(The problem) Collect every line of the rows below that contains the word "court". Uppercase and lowercase count as different.
# Source data start
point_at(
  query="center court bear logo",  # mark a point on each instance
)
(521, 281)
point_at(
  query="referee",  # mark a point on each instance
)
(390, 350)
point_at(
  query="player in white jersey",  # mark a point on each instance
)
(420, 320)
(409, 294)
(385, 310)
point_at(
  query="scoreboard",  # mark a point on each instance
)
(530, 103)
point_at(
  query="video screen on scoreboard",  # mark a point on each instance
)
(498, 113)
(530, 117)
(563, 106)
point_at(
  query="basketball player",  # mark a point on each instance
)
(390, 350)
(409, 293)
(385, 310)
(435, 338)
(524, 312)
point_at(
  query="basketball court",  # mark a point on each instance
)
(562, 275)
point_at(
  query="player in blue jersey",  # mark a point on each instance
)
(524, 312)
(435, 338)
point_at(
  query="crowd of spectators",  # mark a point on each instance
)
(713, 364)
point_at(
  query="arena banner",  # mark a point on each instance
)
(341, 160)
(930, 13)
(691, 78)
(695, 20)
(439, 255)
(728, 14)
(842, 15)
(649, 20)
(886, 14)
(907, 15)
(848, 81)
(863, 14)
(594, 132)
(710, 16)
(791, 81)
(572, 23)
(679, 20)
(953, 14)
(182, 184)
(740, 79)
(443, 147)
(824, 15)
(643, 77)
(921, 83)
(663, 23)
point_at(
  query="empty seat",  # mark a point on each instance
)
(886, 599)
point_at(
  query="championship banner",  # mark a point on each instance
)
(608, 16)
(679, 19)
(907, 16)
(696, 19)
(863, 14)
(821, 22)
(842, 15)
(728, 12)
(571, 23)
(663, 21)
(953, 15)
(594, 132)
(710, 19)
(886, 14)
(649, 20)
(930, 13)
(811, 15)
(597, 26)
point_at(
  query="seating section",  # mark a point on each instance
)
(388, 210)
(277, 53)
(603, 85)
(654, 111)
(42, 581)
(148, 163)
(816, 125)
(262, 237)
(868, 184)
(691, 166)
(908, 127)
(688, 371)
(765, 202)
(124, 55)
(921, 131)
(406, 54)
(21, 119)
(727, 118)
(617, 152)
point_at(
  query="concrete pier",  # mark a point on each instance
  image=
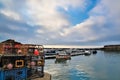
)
(46, 77)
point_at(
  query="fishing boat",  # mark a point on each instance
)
(63, 55)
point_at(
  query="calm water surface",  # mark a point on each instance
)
(102, 66)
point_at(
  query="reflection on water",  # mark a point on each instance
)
(102, 66)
# Source data end
(Output)
  query="center court bear logo",  # mark a point on each instance
  query="basketball court",  # mark a point on each instance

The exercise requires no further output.